----- Input data -----

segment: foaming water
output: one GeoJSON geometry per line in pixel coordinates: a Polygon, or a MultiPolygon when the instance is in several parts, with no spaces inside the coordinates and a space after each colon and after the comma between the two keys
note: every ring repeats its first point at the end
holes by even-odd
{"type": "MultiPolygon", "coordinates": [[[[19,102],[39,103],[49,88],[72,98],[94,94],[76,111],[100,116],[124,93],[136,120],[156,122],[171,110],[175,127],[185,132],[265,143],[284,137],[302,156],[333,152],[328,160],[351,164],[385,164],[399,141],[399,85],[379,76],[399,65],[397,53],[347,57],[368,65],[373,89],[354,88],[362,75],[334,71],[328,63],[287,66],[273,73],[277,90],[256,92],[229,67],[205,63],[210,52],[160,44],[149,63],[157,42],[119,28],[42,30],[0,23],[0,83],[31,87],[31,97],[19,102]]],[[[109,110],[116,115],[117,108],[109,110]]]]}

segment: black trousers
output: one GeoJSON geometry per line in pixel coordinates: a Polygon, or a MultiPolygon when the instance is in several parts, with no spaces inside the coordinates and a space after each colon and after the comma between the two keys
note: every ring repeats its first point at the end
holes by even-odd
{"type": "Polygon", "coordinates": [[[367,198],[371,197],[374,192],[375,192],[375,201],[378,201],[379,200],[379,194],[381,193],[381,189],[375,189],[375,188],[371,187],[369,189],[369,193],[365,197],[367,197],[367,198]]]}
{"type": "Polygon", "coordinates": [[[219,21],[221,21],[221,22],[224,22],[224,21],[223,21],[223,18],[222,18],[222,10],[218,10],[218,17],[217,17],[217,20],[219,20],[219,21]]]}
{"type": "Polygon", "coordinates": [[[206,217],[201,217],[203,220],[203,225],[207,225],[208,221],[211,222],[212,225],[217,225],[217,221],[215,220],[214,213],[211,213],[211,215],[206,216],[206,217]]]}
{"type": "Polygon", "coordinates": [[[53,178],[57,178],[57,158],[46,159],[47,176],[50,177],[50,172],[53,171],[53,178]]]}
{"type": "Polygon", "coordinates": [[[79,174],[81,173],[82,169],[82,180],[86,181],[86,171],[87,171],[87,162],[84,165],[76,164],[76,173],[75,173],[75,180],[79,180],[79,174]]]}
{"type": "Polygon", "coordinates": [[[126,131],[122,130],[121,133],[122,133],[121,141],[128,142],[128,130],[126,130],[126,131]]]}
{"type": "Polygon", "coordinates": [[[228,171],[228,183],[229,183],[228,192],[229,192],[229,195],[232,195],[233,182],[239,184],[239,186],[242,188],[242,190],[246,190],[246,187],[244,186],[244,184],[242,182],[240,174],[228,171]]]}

-----

**Assignment:**
Each line above must be printed exactly as it appears.

**Exercise result:**
segment: foaming water
output: one GeoJSON geometry per line in pixel coordinates: a Polygon, or a MultiPolygon when the instance is in several parts, with no spaces inside the coordinates and a space after each colon and after the comma between the two keys
note: every ring repeats its first point at the end
holes by even-odd
{"type": "MultiPolygon", "coordinates": [[[[19,102],[39,103],[49,88],[72,98],[94,94],[76,111],[100,116],[124,93],[136,120],[156,122],[171,110],[175,127],[185,132],[265,143],[284,137],[302,156],[333,152],[328,160],[351,164],[385,164],[399,141],[399,85],[379,76],[399,65],[397,53],[347,57],[368,65],[373,89],[354,88],[362,75],[334,71],[328,63],[287,66],[273,73],[277,90],[256,92],[229,67],[205,63],[210,52],[160,44],[149,63],[157,42],[119,28],[42,30],[0,23],[0,83],[31,87],[31,97],[19,102]]],[[[109,110],[116,115],[117,108],[109,110]]]]}

segment: black trousers
output: one GeoJSON geometry per line in pixel coordinates: a Polygon, or a MultiPolygon when the instance is in several parts, with no spaces inside the coordinates and a space after each colon and after the comma between the two keys
note: every ring repeats its first point at the end
holes by even-odd
{"type": "Polygon", "coordinates": [[[367,198],[371,197],[374,192],[375,192],[375,201],[378,201],[379,200],[379,194],[381,193],[381,189],[375,189],[375,188],[371,187],[369,189],[369,193],[365,197],[367,197],[367,198]]]}
{"type": "Polygon", "coordinates": [[[219,21],[221,21],[221,22],[224,22],[224,21],[223,21],[223,18],[222,18],[222,10],[218,10],[218,17],[217,17],[217,20],[219,20],[219,21]]]}
{"type": "Polygon", "coordinates": [[[206,217],[201,217],[203,220],[203,225],[207,225],[208,221],[211,222],[212,225],[217,225],[217,221],[215,220],[214,213],[211,213],[211,215],[206,216],[206,217]]]}
{"type": "Polygon", "coordinates": [[[53,178],[57,178],[57,158],[46,159],[47,176],[50,177],[50,172],[53,171],[53,178]]]}
{"type": "Polygon", "coordinates": [[[79,174],[81,173],[82,169],[82,180],[86,181],[86,171],[87,171],[87,162],[84,165],[76,164],[76,173],[75,173],[75,180],[79,180],[79,174]]]}
{"type": "Polygon", "coordinates": [[[126,131],[122,130],[121,133],[122,133],[121,141],[128,142],[128,130],[126,130],[126,131]]]}
{"type": "Polygon", "coordinates": [[[228,171],[228,183],[229,183],[228,192],[229,192],[229,195],[232,195],[233,182],[239,184],[239,186],[242,188],[242,190],[246,190],[246,187],[244,186],[244,184],[242,182],[240,174],[228,171]]]}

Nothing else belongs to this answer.